--- MATERIAL FOR THE TASK ---

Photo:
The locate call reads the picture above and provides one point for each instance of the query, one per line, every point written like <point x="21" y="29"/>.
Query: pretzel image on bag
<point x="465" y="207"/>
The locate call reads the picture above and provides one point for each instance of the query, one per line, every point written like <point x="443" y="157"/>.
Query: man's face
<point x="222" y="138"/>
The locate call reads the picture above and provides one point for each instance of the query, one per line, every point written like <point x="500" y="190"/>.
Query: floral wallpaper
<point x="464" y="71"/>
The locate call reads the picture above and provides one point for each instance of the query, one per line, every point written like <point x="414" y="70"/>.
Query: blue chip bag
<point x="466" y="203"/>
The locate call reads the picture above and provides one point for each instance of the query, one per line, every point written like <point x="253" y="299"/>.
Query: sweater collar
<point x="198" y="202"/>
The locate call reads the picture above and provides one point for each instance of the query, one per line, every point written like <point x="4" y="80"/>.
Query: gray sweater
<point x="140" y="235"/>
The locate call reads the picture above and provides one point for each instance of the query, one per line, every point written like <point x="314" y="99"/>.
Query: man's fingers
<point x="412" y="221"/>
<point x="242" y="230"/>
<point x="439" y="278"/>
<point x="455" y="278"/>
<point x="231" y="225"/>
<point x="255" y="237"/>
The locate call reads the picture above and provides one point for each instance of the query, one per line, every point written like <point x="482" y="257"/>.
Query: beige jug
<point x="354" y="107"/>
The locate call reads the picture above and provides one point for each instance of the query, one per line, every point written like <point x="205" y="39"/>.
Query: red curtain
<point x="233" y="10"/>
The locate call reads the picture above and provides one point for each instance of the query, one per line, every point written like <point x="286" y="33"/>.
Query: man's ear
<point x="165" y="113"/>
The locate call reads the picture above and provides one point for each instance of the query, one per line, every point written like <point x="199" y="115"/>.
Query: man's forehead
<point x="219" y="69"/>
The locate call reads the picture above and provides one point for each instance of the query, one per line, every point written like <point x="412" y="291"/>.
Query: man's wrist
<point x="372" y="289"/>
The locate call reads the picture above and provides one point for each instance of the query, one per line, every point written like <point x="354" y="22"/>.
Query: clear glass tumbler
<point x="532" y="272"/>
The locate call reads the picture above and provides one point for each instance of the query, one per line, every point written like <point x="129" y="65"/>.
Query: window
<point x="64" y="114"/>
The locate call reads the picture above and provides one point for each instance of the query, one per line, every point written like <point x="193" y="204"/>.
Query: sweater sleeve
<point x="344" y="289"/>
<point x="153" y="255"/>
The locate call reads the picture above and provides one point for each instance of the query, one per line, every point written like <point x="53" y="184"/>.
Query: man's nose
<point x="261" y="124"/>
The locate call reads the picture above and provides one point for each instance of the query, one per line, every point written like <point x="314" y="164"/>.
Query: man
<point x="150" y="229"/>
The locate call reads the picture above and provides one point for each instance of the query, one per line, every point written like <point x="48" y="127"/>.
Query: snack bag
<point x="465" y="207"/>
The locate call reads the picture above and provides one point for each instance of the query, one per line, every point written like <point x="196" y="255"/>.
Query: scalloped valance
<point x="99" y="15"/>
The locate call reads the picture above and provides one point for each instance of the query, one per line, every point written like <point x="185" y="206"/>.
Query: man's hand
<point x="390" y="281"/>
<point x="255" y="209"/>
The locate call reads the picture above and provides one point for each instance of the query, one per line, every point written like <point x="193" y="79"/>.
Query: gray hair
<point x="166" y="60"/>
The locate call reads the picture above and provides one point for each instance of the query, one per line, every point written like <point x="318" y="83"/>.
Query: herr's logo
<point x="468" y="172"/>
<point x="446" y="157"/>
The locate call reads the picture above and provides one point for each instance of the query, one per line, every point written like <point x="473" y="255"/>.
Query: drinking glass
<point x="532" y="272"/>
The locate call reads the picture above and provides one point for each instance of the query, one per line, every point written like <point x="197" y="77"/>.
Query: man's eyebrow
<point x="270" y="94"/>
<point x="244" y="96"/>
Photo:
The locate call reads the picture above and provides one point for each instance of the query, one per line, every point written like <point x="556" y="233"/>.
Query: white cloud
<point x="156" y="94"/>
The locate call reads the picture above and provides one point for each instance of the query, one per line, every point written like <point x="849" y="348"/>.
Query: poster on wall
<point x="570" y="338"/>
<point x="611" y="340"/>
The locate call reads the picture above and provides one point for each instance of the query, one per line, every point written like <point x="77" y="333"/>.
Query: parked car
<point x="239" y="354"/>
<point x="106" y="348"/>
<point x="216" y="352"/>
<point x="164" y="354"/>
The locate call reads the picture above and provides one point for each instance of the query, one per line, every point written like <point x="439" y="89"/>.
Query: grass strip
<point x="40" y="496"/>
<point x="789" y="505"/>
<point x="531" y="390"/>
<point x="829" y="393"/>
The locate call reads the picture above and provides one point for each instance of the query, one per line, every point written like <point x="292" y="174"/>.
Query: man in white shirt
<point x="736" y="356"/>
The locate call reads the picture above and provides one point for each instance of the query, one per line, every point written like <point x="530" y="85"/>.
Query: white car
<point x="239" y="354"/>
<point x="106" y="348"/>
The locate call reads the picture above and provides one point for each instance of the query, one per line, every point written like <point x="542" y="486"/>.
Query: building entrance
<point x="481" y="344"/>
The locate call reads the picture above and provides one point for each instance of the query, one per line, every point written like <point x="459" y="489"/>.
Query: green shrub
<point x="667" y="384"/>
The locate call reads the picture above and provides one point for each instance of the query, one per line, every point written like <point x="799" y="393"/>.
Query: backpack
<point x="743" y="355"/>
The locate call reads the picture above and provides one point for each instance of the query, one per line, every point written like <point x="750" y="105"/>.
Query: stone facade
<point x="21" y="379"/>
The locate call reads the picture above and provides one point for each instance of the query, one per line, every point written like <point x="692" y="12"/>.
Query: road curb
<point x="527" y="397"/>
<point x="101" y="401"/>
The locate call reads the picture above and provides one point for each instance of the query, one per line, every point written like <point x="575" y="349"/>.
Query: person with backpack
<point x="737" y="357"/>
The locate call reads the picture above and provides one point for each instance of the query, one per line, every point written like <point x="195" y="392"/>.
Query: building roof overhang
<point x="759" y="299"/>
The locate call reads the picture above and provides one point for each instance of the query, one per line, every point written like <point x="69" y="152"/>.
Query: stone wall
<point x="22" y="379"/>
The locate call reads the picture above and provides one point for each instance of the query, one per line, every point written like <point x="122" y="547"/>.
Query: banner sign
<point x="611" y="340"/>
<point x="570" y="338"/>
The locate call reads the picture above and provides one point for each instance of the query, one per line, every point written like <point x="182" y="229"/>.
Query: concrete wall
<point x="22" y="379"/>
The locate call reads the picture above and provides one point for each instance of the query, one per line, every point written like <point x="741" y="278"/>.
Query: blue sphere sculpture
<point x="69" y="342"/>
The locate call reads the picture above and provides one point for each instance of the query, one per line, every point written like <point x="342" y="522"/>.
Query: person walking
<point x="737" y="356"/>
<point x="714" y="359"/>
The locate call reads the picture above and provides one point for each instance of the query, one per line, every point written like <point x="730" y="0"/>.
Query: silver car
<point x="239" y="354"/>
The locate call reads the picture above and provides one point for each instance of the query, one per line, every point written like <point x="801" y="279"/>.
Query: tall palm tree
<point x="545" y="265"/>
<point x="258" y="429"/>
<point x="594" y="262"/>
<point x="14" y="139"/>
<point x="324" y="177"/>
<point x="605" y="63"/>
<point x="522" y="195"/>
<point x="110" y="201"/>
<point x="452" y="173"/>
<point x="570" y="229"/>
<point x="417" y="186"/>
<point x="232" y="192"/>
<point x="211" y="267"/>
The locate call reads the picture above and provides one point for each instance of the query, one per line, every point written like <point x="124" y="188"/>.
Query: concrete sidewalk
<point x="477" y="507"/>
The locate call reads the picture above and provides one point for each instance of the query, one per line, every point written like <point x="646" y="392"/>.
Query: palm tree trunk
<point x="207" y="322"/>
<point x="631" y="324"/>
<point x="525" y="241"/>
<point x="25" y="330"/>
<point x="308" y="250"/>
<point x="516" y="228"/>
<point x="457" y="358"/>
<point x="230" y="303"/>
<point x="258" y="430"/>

---

### TASK STATEMENT
Please gather every line from the listing above that contains the word "stone". Case counts, so match capital and lowercase letters precisely.

### TASK OUTPUT
Query: stone facade
Query: stone wall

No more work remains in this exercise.